> _What to work on_
Please repeat the listing below word for word, from its first line through the line containing "[248,204,546,428]", and omit the pictures.

Listing for bounding box labeling:
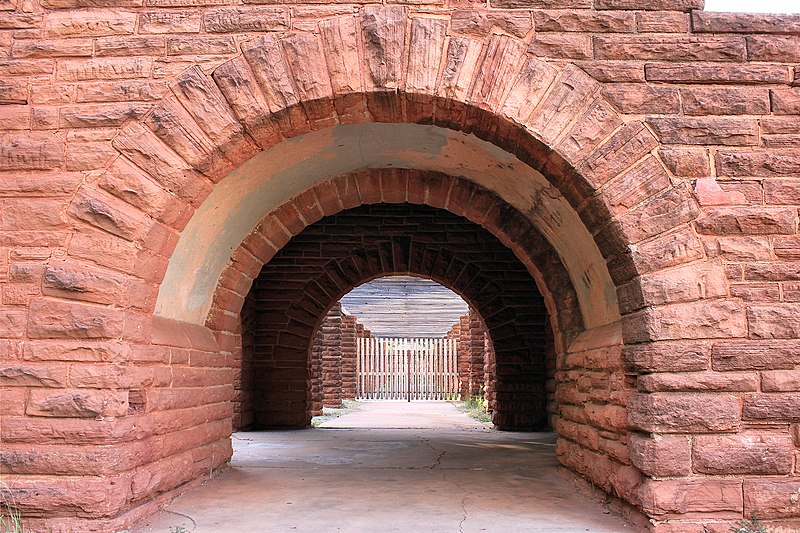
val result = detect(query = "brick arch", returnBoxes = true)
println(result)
[244,203,548,430]
[83,6,712,344]
[211,169,584,350]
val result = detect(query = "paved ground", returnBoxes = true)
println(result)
[132,402,636,533]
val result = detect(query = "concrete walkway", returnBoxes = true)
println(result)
[132,402,636,533]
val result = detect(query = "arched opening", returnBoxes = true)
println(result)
[234,203,548,430]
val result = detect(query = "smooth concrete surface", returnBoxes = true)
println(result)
[131,402,637,533]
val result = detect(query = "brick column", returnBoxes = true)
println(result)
[309,328,324,416]
[320,302,342,407]
[341,315,356,400]
[467,308,486,396]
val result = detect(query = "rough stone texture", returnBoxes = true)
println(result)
[0,0,800,531]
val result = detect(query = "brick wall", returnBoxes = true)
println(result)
[0,0,800,531]
[248,204,546,428]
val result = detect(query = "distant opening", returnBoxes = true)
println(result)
[311,276,494,427]
[705,0,800,13]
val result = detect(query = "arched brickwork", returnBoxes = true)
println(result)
[244,204,547,430]
[0,0,800,531]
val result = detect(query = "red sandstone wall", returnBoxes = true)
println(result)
[0,0,800,531]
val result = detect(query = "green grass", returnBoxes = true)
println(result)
[703,514,769,533]
[459,394,492,422]
[0,482,24,533]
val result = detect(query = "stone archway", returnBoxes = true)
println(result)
[2,6,797,529]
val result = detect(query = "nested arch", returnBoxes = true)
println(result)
[245,203,552,429]
[97,6,708,340]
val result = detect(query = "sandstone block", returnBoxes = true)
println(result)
[26,389,128,418]
[638,372,759,392]
[636,11,689,33]
[603,83,680,115]
[639,479,744,519]
[633,225,703,272]
[746,35,800,63]
[361,6,406,89]
[769,88,800,115]
[593,35,745,61]
[761,370,800,392]
[647,117,758,146]
[11,39,92,58]
[622,342,710,372]
[692,433,793,475]
[617,258,728,312]
[528,33,592,59]
[628,392,741,433]
[528,65,600,143]
[56,57,153,82]
[46,9,136,38]
[533,9,634,33]
[744,478,800,519]
[703,236,771,261]
[0,363,67,387]
[595,0,703,11]
[203,7,289,33]
[628,433,692,477]
[680,87,770,115]
[28,298,124,339]
[644,63,789,84]
[0,133,64,170]
[139,10,203,33]
[580,123,658,187]
[502,58,557,123]
[742,393,800,422]
[695,207,797,235]
[711,341,800,371]
[692,11,800,34]
[747,304,800,339]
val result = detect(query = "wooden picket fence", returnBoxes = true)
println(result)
[356,338,459,401]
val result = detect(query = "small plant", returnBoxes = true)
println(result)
[730,513,769,533]
[703,513,769,533]
[462,393,492,422]
[0,483,24,533]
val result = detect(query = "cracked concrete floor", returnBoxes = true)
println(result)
[132,402,636,533]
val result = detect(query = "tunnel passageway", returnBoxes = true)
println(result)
[132,402,637,533]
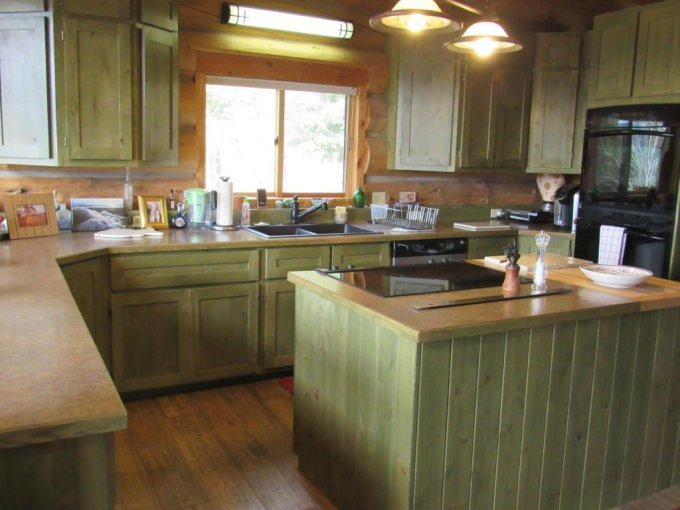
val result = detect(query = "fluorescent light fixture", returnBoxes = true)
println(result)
[444,20,522,57]
[221,2,354,39]
[368,0,461,33]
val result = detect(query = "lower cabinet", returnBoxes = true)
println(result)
[263,280,295,369]
[467,236,515,259]
[111,282,258,392]
[331,243,390,269]
[517,233,574,257]
[61,257,112,372]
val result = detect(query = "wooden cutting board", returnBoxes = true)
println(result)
[484,253,592,273]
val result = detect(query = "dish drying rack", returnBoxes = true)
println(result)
[371,204,439,230]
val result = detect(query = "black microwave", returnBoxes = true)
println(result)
[581,104,680,214]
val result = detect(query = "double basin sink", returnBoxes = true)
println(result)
[243,223,382,238]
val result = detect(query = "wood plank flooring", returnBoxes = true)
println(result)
[115,380,335,510]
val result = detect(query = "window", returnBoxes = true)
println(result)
[205,77,356,196]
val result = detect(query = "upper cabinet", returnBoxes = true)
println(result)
[395,36,456,172]
[457,55,531,169]
[0,0,179,166]
[589,0,680,106]
[527,32,587,174]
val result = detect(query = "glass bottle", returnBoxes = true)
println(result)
[352,186,366,208]
[531,230,550,292]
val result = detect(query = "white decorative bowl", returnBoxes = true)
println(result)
[581,264,654,289]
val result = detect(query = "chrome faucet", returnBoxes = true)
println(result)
[290,196,328,223]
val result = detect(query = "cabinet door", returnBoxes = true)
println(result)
[458,65,496,168]
[331,243,390,269]
[141,27,179,164]
[264,280,295,369]
[589,10,638,99]
[0,16,50,159]
[64,17,132,160]
[528,68,579,171]
[493,67,531,168]
[61,0,130,18]
[467,236,515,259]
[111,289,191,392]
[0,0,45,12]
[189,283,258,381]
[396,62,455,171]
[139,0,177,32]
[633,1,680,96]
[61,257,112,372]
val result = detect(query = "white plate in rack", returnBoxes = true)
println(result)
[581,264,654,289]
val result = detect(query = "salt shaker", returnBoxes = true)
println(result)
[531,230,550,292]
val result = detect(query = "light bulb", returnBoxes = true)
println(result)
[474,37,498,57]
[406,14,426,33]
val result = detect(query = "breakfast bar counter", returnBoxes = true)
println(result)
[289,269,680,510]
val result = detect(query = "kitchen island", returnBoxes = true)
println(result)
[288,269,680,510]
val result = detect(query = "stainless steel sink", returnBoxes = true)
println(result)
[243,223,382,238]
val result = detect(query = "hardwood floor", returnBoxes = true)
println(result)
[115,380,335,510]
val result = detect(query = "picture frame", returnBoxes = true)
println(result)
[3,192,59,239]
[138,195,168,228]
[71,198,126,232]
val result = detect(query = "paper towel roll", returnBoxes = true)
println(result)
[215,177,234,227]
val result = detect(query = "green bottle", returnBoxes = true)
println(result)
[352,186,366,208]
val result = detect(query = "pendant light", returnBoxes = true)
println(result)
[368,0,461,33]
[444,0,522,57]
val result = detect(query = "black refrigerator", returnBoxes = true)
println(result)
[574,104,680,280]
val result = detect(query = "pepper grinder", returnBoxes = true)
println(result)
[531,230,550,292]
[503,241,521,297]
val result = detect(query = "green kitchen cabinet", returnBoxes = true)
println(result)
[331,243,390,269]
[395,36,457,172]
[517,232,574,257]
[262,280,295,369]
[0,15,50,159]
[457,61,531,169]
[527,32,586,174]
[139,0,178,32]
[62,17,132,161]
[111,289,192,392]
[0,0,45,13]
[61,257,113,372]
[467,236,515,259]
[189,282,258,382]
[588,0,680,107]
[61,0,129,19]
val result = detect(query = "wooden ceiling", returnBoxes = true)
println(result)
[354,0,658,30]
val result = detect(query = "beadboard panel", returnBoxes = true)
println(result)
[294,286,680,510]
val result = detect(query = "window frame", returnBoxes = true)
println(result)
[202,73,366,198]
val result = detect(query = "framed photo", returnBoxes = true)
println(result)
[71,198,125,232]
[4,192,59,239]
[139,196,168,228]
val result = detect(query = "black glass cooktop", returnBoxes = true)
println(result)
[324,261,531,297]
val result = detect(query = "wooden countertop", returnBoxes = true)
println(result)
[288,262,680,342]
[0,223,510,447]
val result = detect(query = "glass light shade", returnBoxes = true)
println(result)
[445,21,522,57]
[226,4,354,39]
[369,0,460,33]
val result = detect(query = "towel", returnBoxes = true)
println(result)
[597,225,626,265]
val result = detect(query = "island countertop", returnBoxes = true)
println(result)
[0,223,516,447]
[288,262,680,342]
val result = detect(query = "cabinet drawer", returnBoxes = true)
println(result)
[264,246,331,278]
[331,243,390,269]
[111,250,259,290]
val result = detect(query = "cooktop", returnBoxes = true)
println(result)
[323,261,531,297]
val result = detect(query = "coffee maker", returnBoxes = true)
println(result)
[553,185,579,229]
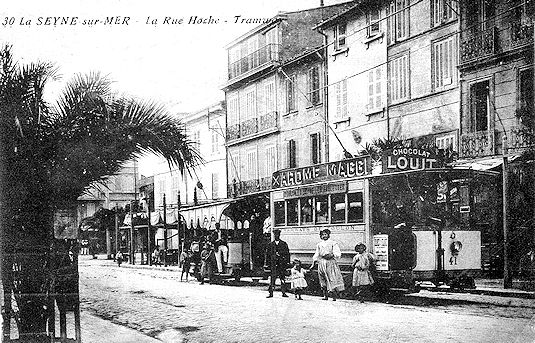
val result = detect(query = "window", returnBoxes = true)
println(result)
[331,194,346,223]
[518,68,534,116]
[435,133,457,151]
[301,198,314,224]
[264,81,275,113]
[286,75,297,113]
[366,9,381,37]
[210,129,219,154]
[388,0,409,43]
[315,195,329,224]
[431,0,458,26]
[307,66,321,106]
[310,133,321,164]
[347,192,364,223]
[273,201,286,226]
[264,145,277,176]
[227,93,240,125]
[433,36,457,89]
[368,67,383,112]
[286,199,299,225]
[287,139,297,168]
[389,55,409,102]
[470,80,490,131]
[334,23,346,50]
[212,174,219,199]
[334,79,347,119]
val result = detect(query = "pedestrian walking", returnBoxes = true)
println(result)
[265,229,290,298]
[201,242,216,285]
[351,243,375,302]
[290,259,308,300]
[310,229,345,301]
[180,250,193,282]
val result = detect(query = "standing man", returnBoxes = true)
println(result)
[265,229,290,298]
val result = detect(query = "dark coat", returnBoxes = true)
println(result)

> _Task solution_
val result = detect(query = "brick arch", returnBoxes = true)
println(result)
[244,203,548,430]
[83,6,712,344]
[211,169,584,350]
val result = detect(query = "paved ground", returnBoxes = true)
println(result)
[132,402,636,533]
val result = detect(query = "concrete walkway", returnBoxes = true)
println(result)
[132,402,636,533]
val result = detect(query = "arched opening", returnBoxes = true)
println(result)
[234,203,548,430]
val result = detect(query = "smooth concrete surface", returnBoxes = true)
println(result)
[131,402,637,533]
val result = detect(query = "brick column", returnBoxes = true)
println(result)
[309,328,324,416]
[320,302,342,407]
[341,315,356,400]
[467,308,486,396]
val result = detect(query = "rough stone texture", returnBoxes = true)
println(result)
[0,0,800,531]
val result = detect(query = "brick wall", returnBoxes = true)
println(result)
[0,0,800,531]
[248,204,546,428]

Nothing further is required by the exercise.